• _Extract provided_
— Begin —

SOLUTION We first observe that \(S\) is the solid that lies under the
surface \(z = 16 - x^2 - 2y^2\) and
above the square \(R = [0, 2] \times [0,
2]\). This solid was considered in Example 1, but we are now in a
position to evaluate the double integral using Fubini’s Theorem.
Therefore \[
V = \iint_R (16 - x^2 - 2y^2) dA = \int_0^2 \int_0^2 (16 - x^2 - 2y^2)

— End —

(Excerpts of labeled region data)
— Begin —

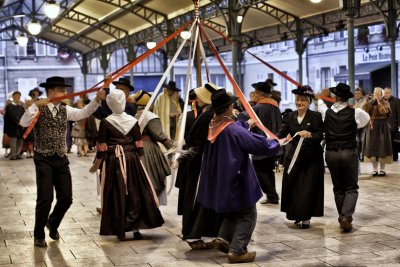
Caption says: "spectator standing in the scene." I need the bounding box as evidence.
[384,87,400,161]
[363,87,393,176]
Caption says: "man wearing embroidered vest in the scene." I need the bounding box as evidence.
[318,83,369,232]
[20,76,105,247]
[251,82,282,204]
[197,89,279,263]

— End —

• _Problems_
**A)** Condense the part of the solution extract from "We first observe" through "Fubini’s Theorem" into a short bulleted list that keeps its main facts.
**B)** Summarize the solution extract in two sentences.

• _Results of the tasks_
**A)**
- S is the solid under the surface z = 16 − x² − 2y².
- It lies above the square R = [0, 2] × [0, 2].
- Example 1 considered this solid.
- The double integral can now be evaluated using Fubini’s Theorem.

**B)** The solid S lies under the surface z = 16 − x² − 2y² and above the square R = [0, 2] × [0, 2], and it was considered earlier in Example 1. Its volume V is the double integral of 16 − x² − 2y² over R, which can now be evaluated using Fubini’s Theorem.